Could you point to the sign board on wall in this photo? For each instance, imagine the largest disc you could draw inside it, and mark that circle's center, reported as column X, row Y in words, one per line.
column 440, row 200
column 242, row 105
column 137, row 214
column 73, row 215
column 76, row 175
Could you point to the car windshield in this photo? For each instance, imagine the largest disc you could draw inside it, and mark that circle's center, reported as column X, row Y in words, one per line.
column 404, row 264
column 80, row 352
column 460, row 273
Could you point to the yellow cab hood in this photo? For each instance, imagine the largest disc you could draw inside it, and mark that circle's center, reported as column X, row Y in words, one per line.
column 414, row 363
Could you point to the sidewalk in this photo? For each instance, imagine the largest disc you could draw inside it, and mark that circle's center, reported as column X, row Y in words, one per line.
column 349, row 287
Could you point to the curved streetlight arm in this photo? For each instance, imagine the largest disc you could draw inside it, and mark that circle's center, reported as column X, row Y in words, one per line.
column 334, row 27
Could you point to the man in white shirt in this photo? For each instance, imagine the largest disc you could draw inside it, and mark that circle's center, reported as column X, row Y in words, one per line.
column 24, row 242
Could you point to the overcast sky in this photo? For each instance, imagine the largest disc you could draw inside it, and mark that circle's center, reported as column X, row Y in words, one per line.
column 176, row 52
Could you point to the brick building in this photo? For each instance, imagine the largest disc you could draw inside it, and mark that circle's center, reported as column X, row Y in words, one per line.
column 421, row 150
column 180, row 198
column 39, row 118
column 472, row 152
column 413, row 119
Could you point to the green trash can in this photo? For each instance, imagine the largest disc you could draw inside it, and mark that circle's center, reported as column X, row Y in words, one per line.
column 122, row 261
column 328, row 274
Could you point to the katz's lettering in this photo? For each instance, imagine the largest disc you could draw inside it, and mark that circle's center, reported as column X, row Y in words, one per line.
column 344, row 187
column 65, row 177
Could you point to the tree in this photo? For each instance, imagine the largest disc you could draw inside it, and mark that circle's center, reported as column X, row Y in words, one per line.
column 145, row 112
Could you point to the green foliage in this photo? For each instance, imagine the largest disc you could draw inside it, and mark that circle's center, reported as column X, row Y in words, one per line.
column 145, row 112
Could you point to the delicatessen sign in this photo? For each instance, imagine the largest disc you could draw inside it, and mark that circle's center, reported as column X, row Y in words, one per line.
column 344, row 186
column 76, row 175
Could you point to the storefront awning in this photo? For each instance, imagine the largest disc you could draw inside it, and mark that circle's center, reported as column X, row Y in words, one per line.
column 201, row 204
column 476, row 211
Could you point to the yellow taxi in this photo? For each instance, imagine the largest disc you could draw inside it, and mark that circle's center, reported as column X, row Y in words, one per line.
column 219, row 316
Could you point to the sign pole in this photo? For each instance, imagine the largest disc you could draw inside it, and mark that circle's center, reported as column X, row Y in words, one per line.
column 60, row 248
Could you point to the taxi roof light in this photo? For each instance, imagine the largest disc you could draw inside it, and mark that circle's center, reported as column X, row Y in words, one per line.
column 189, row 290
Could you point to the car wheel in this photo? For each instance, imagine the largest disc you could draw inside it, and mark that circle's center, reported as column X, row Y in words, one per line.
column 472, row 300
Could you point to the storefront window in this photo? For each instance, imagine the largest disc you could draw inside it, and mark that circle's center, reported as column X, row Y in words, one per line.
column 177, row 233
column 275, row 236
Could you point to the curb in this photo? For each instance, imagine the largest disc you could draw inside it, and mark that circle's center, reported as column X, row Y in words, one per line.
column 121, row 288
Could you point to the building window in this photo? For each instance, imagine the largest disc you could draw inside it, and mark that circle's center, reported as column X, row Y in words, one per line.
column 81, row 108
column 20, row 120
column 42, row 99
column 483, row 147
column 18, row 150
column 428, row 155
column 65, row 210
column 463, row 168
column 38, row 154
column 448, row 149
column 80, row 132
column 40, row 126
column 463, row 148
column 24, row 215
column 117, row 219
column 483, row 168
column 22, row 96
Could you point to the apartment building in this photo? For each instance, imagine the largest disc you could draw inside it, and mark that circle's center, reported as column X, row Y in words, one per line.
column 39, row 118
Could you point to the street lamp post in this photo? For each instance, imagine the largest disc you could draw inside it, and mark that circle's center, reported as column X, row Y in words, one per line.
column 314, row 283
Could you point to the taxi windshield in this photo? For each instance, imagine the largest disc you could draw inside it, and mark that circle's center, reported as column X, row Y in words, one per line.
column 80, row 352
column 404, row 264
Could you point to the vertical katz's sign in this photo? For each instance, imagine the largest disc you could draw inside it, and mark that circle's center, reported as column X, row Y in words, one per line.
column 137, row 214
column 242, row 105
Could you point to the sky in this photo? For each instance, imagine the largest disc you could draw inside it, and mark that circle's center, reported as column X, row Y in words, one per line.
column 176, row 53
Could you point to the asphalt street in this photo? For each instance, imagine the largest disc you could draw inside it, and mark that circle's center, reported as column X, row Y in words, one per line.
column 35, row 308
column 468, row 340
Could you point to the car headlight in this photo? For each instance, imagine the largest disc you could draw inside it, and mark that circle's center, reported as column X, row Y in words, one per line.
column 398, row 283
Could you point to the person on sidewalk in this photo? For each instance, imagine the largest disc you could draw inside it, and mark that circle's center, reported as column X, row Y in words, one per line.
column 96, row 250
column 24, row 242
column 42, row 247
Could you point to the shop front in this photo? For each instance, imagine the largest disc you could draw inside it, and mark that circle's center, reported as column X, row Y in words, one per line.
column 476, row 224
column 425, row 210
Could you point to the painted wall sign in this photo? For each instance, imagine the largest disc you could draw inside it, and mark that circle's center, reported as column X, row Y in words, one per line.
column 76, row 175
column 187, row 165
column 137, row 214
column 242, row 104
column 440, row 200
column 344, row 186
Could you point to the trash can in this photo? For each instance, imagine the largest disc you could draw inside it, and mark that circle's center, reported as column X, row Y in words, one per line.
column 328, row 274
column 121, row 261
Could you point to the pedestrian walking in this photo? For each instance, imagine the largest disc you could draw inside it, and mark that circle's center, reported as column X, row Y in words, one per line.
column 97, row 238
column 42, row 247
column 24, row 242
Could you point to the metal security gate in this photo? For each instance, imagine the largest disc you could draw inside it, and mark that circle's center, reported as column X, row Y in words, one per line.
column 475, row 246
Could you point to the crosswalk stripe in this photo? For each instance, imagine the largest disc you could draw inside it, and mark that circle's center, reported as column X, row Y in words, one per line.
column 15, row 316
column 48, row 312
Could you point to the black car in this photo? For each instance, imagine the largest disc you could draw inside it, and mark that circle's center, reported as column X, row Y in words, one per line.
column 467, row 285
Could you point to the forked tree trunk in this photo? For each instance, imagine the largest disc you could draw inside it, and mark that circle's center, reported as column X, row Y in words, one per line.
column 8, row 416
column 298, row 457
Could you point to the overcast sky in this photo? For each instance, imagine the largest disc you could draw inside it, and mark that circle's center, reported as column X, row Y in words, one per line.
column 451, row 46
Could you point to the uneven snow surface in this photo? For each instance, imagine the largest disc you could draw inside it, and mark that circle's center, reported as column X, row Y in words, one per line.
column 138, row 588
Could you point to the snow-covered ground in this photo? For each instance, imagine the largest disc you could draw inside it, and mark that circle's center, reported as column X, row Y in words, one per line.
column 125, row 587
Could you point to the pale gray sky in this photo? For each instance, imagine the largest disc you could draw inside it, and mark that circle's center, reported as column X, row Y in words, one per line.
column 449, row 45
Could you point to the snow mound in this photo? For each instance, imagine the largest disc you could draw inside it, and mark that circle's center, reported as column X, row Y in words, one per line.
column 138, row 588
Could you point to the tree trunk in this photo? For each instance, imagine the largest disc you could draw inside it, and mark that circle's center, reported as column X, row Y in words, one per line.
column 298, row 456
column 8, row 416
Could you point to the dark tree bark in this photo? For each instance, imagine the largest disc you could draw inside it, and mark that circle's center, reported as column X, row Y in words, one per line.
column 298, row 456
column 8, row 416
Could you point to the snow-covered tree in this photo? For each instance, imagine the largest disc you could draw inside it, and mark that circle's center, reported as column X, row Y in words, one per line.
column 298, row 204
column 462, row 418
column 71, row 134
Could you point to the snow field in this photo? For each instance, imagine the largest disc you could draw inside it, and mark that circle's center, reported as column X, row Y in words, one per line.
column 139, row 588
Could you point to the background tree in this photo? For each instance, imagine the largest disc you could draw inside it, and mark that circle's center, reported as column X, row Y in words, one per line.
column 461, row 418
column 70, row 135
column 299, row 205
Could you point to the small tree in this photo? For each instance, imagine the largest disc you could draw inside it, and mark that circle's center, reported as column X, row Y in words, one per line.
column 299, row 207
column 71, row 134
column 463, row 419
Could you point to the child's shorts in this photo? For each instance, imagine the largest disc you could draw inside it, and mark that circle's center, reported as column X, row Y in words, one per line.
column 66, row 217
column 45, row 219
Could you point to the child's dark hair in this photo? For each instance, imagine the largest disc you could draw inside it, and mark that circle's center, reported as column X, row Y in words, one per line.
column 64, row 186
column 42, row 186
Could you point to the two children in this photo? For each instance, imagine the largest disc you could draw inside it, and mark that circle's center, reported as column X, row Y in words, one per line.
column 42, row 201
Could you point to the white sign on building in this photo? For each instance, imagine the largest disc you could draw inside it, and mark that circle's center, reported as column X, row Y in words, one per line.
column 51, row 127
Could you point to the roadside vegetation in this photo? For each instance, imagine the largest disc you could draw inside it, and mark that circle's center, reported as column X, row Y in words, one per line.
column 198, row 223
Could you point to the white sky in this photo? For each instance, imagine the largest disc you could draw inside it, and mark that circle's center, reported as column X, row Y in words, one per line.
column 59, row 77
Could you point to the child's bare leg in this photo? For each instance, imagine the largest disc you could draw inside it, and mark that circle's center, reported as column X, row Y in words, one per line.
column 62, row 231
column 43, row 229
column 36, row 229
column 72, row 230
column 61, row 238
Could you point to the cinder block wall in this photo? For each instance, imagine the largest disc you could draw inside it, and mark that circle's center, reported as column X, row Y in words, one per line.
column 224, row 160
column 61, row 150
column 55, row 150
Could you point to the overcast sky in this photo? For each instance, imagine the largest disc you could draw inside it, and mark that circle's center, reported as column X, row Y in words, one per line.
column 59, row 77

(Direction) Your task is to reproduce, exactly and exclusively, the lines from the one holding "Could you point to the cinder" through the final line of the listing.

(Reply)
Could you point to the cinder block wall in this photo? For each instance, imagine the largest disc you could draw inside it, and mark that circle's center, reported as column X, row Y in words, one per line.
column 224, row 160
column 61, row 150
column 55, row 150
Could you point to the overcast sky in this photo? For each instance, imagine the largest disc you could draw inside it, and mark that circle's center, reported as column X, row Y in words, one per line.
column 59, row 77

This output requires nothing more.